> _INPUT FOR THIS TASK_
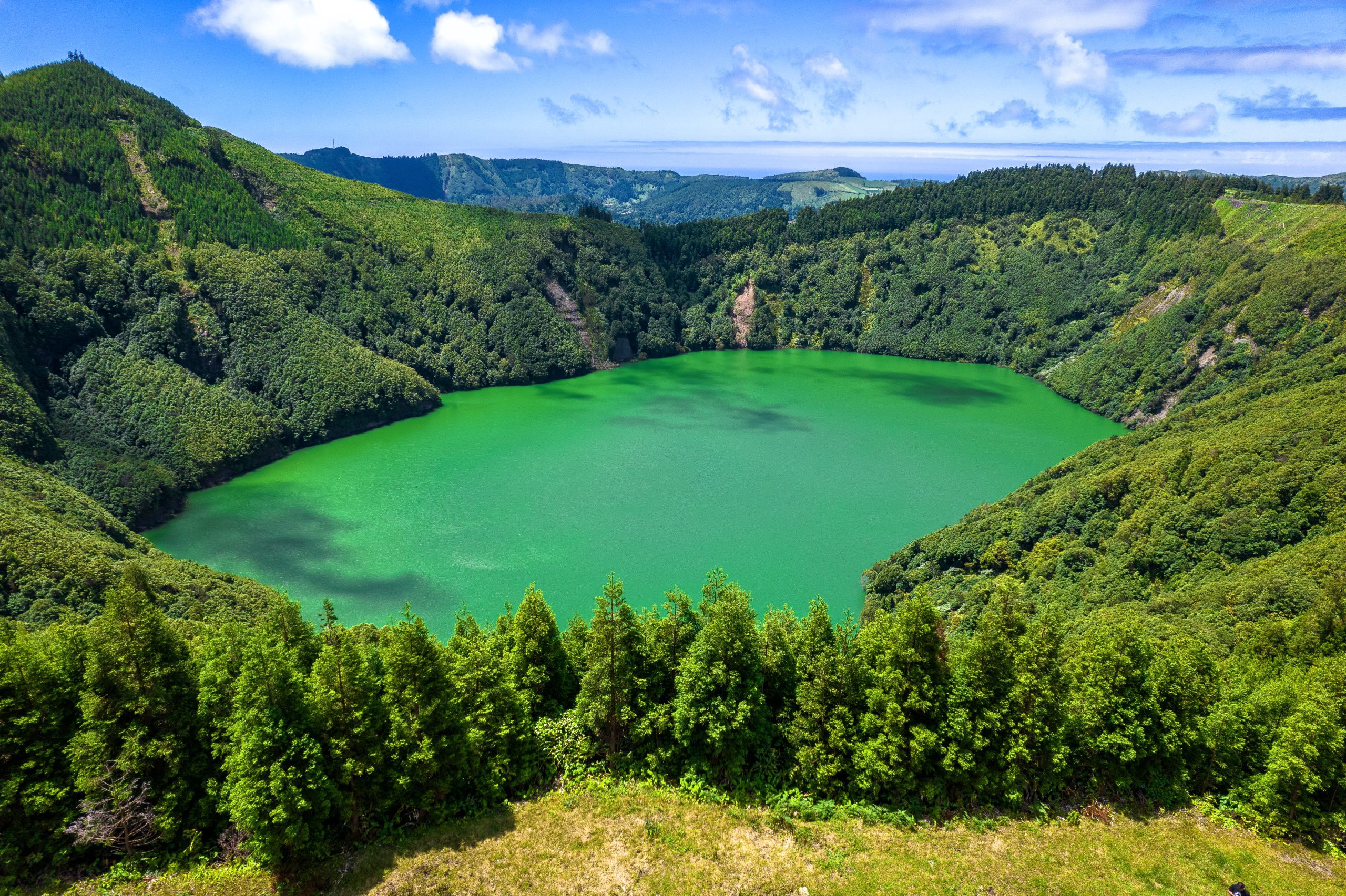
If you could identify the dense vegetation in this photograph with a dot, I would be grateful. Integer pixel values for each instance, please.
(1159, 616)
(540, 185)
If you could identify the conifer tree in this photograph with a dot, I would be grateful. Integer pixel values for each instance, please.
(139, 712)
(823, 729)
(498, 751)
(39, 709)
(719, 716)
(424, 727)
(609, 692)
(780, 673)
(536, 656)
(665, 638)
(278, 789)
(1114, 712)
(980, 715)
(1035, 750)
(350, 724)
(901, 657)
(1306, 769)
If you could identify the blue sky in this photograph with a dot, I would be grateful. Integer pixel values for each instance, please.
(894, 88)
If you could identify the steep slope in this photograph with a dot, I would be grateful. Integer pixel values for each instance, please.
(539, 185)
(182, 306)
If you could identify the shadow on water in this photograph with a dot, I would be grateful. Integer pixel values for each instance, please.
(710, 408)
(929, 389)
(295, 547)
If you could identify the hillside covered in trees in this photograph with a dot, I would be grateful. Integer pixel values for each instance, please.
(1158, 618)
(542, 185)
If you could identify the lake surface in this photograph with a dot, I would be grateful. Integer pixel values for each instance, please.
(793, 470)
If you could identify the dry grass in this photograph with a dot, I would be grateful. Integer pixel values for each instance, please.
(660, 842)
(655, 841)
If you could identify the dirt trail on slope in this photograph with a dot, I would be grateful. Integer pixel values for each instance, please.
(743, 306)
(570, 313)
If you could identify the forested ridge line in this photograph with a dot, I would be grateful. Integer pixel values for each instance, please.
(1157, 618)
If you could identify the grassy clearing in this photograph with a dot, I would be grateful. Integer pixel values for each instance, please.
(655, 841)
(1279, 225)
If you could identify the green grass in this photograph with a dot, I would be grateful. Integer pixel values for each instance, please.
(1280, 225)
(638, 840)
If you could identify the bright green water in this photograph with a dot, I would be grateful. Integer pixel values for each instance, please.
(793, 470)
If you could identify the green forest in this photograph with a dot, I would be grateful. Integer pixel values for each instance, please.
(1158, 619)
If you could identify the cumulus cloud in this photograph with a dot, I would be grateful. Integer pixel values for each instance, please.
(1046, 29)
(1326, 58)
(1283, 104)
(1017, 112)
(580, 108)
(1198, 123)
(750, 81)
(1013, 18)
(556, 38)
(558, 115)
(313, 34)
(824, 71)
(472, 41)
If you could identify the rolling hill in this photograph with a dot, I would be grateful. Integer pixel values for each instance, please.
(1158, 622)
(537, 185)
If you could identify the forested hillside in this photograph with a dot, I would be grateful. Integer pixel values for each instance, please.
(542, 185)
(1157, 619)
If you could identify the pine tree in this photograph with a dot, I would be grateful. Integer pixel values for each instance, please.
(1035, 750)
(424, 740)
(500, 755)
(350, 724)
(665, 638)
(278, 789)
(1112, 710)
(537, 657)
(901, 657)
(719, 716)
(609, 692)
(823, 729)
(979, 719)
(39, 710)
(139, 712)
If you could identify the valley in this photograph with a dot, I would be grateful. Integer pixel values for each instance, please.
(1126, 594)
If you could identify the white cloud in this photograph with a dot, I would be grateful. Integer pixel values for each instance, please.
(1328, 58)
(314, 34)
(556, 38)
(751, 81)
(1197, 123)
(825, 71)
(1011, 18)
(580, 107)
(1069, 65)
(547, 41)
(1046, 29)
(1018, 112)
(472, 41)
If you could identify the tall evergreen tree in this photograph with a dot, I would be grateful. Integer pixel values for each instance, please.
(350, 724)
(823, 729)
(500, 755)
(610, 688)
(39, 709)
(665, 638)
(902, 664)
(719, 716)
(278, 789)
(537, 657)
(424, 739)
(980, 712)
(139, 714)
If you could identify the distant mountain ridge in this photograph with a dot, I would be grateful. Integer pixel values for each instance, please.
(543, 185)
(1274, 181)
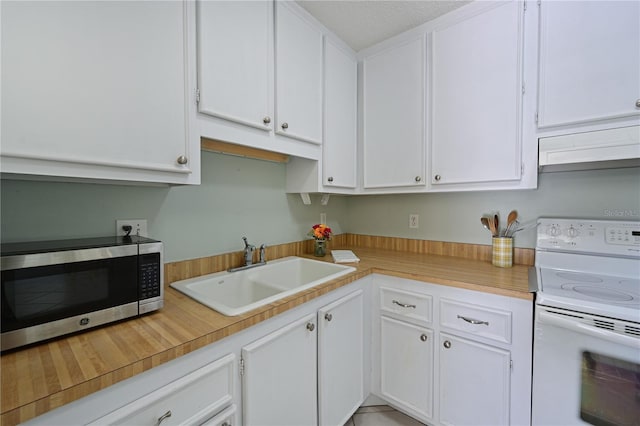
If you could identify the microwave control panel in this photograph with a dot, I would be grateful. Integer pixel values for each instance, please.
(150, 278)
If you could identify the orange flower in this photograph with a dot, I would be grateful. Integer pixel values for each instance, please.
(320, 231)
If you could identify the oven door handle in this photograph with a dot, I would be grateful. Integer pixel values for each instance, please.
(553, 319)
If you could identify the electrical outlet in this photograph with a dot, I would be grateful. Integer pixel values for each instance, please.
(138, 227)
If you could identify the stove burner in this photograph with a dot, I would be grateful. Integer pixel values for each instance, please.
(576, 276)
(599, 293)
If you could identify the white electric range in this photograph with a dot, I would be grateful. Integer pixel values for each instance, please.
(586, 367)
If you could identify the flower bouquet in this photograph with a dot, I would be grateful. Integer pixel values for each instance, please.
(321, 233)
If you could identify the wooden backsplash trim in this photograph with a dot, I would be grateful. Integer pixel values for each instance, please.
(185, 269)
(521, 256)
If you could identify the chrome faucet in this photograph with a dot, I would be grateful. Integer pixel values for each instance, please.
(262, 255)
(248, 256)
(248, 252)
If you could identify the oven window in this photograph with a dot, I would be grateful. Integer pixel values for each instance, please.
(610, 391)
(42, 294)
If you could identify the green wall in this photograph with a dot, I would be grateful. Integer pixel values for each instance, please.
(238, 197)
(245, 197)
(450, 216)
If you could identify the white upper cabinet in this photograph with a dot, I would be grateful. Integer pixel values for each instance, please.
(589, 62)
(298, 75)
(394, 113)
(99, 90)
(340, 117)
(260, 76)
(476, 97)
(235, 67)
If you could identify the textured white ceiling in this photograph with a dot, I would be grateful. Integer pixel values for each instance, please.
(363, 23)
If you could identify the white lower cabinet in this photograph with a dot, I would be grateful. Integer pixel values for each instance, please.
(295, 377)
(340, 359)
(279, 373)
(481, 372)
(191, 400)
(406, 366)
(474, 382)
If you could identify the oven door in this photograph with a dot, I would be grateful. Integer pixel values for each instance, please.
(586, 369)
(50, 294)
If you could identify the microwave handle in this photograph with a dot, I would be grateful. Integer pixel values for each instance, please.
(552, 319)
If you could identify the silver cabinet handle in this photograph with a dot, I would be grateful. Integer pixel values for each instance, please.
(163, 417)
(473, 321)
(404, 305)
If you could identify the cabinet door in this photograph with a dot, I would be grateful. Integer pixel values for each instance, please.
(192, 399)
(235, 61)
(406, 370)
(477, 98)
(280, 377)
(474, 383)
(394, 93)
(96, 89)
(589, 61)
(298, 75)
(340, 117)
(340, 359)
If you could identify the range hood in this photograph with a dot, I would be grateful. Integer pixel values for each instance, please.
(612, 148)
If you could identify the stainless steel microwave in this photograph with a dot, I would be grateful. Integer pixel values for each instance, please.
(52, 288)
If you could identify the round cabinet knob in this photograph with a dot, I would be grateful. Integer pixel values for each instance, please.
(572, 232)
(163, 417)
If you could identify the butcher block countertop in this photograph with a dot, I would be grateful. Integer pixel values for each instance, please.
(40, 378)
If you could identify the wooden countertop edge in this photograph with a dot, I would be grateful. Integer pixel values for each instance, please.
(21, 413)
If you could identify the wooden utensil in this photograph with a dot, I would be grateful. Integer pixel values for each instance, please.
(513, 216)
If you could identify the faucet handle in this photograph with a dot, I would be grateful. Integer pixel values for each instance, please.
(248, 246)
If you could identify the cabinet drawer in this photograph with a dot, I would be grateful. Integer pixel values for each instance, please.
(406, 304)
(491, 323)
(191, 399)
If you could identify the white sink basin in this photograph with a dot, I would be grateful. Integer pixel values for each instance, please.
(234, 293)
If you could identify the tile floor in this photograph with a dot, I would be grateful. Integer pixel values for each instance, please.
(380, 415)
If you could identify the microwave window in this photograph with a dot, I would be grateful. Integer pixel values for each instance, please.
(42, 294)
(610, 391)
(37, 296)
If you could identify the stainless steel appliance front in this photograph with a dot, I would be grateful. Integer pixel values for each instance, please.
(53, 288)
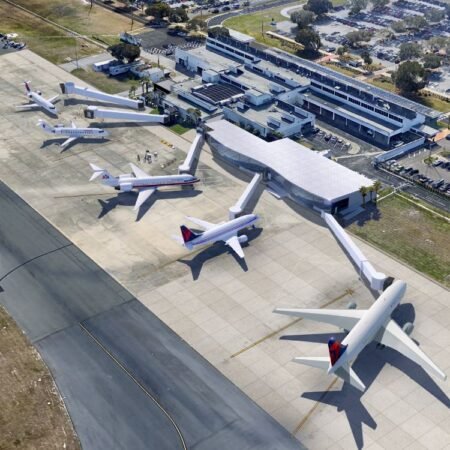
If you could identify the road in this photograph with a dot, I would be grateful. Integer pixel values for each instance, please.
(218, 20)
(128, 381)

> _TRY IT_
Give back exactly the lines from the one containing "If you could identify the microwave window" to the final line of the entries, both included, and no picture.

> _YOUR SOLUTION_
If you could identify the microwave window in this photograph with a dot, I would be grateful. Integer pixel values for each instance, please.
(42, 294)
(610, 391)
(37, 296)
If you could identify the stainless steel appliance front in this photograph with a dot, I would be grateful. Integer pixel values for each instance, please.
(53, 288)
If you could identify the road in this photograph with a dot, I would be grateful. Integer pixel values for each instance, please.
(218, 20)
(128, 381)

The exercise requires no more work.